WHAT YOU ARE ASKED TO DO.
Count the lines in the items below that contain the string "window", with case significant. Output the number alone.

----- MATERIALS PROVIDED -----

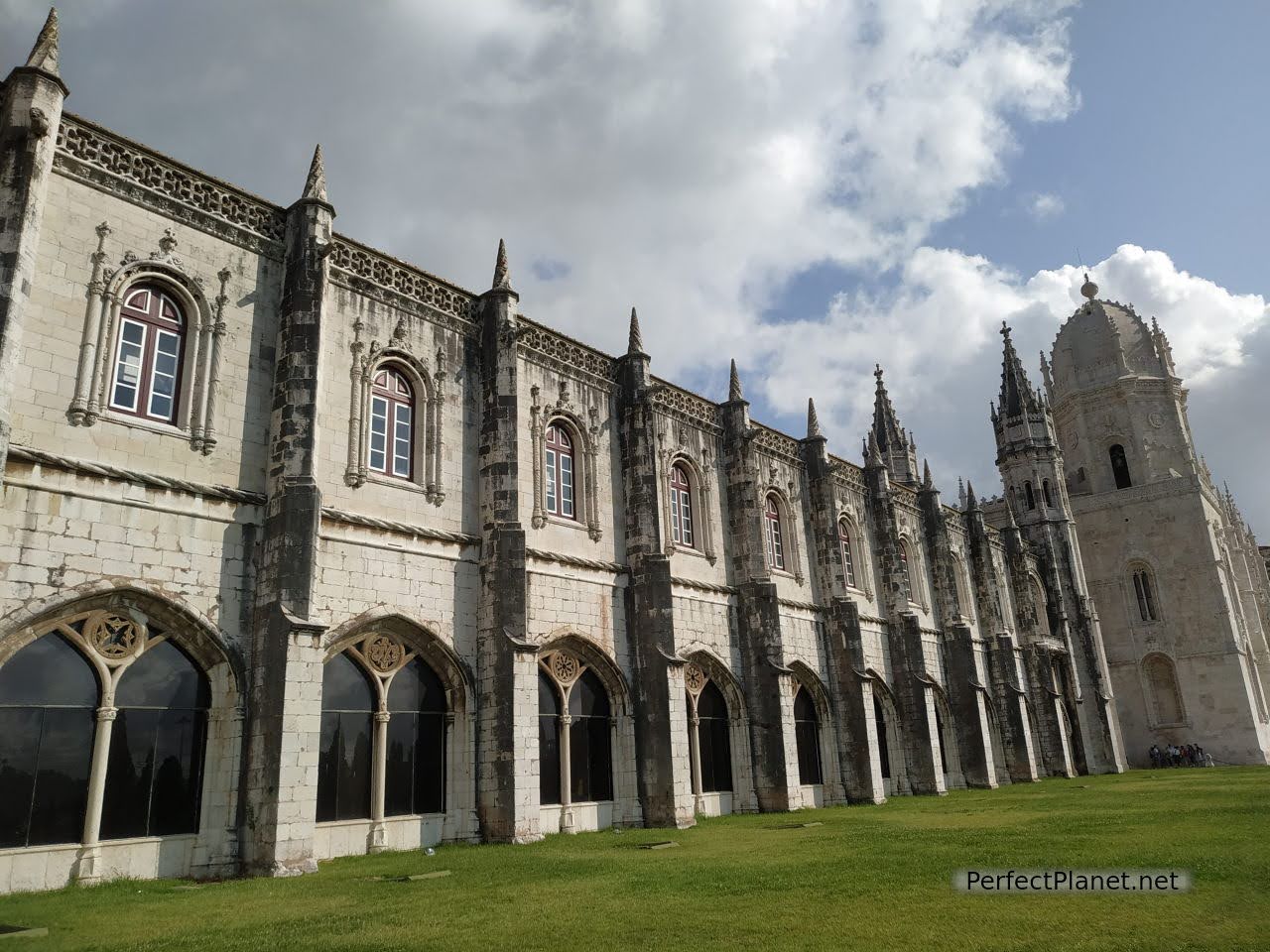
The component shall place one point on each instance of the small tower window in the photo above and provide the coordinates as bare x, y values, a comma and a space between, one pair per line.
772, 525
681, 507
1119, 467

-----
----- MATERIALS PROVIDED -----

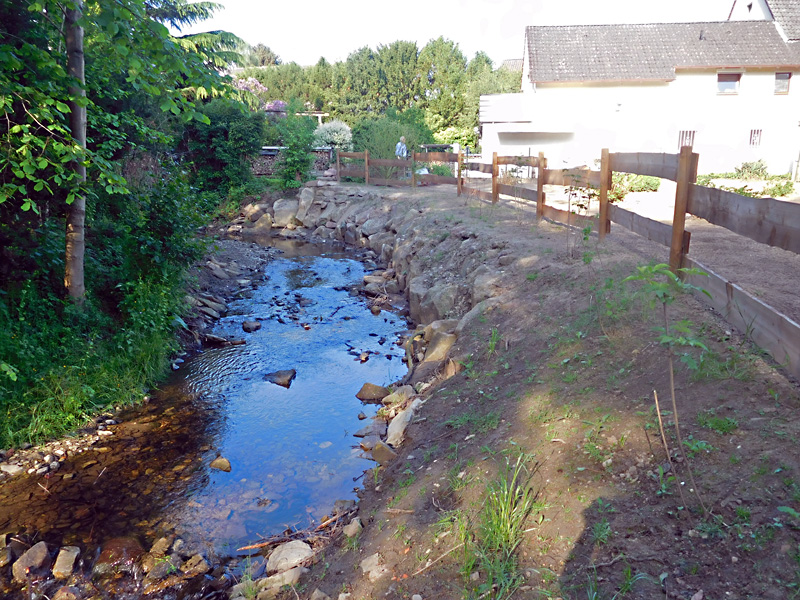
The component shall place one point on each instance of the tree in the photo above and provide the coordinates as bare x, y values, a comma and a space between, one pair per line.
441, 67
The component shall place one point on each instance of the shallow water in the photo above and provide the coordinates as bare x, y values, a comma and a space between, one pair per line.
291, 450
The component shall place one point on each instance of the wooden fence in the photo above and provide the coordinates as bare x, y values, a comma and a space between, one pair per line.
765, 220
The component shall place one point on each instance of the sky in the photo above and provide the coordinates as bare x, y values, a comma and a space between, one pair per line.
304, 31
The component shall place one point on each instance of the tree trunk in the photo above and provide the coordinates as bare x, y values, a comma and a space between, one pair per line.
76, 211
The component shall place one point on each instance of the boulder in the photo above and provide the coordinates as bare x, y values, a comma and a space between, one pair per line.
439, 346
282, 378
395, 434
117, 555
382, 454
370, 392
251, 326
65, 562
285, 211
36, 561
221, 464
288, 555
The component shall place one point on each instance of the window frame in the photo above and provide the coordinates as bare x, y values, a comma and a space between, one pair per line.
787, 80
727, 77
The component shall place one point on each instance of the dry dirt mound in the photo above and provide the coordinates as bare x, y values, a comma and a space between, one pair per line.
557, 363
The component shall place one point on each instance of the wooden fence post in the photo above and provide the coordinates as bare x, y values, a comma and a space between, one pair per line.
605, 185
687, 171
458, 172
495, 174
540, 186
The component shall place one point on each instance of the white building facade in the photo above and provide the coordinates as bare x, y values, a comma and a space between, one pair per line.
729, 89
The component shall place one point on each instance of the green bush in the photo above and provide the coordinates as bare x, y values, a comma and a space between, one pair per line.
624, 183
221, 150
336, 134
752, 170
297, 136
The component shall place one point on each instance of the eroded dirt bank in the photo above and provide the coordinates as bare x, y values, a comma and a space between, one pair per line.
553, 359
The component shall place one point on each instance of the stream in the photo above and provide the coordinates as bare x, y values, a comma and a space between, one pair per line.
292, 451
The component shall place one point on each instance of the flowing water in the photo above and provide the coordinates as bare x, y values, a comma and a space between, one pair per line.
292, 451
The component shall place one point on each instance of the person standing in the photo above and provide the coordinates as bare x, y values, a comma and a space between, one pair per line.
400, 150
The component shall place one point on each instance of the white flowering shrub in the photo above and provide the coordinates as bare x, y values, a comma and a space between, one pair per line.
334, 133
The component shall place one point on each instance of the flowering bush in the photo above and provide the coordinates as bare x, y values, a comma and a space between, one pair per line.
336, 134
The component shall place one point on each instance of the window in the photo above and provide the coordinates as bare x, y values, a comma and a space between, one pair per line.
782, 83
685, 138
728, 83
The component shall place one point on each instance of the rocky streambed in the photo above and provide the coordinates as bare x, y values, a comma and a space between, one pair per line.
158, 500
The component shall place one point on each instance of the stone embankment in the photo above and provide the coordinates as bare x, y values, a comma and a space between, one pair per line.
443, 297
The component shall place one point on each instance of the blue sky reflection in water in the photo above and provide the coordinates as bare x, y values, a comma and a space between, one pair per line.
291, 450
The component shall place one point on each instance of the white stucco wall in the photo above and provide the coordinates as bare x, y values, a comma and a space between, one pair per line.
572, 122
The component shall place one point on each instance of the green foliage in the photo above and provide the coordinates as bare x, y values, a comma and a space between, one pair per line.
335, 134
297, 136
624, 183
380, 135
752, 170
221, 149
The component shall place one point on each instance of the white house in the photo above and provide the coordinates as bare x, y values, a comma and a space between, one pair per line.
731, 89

-----

RESULT FOR THIS TASK.
3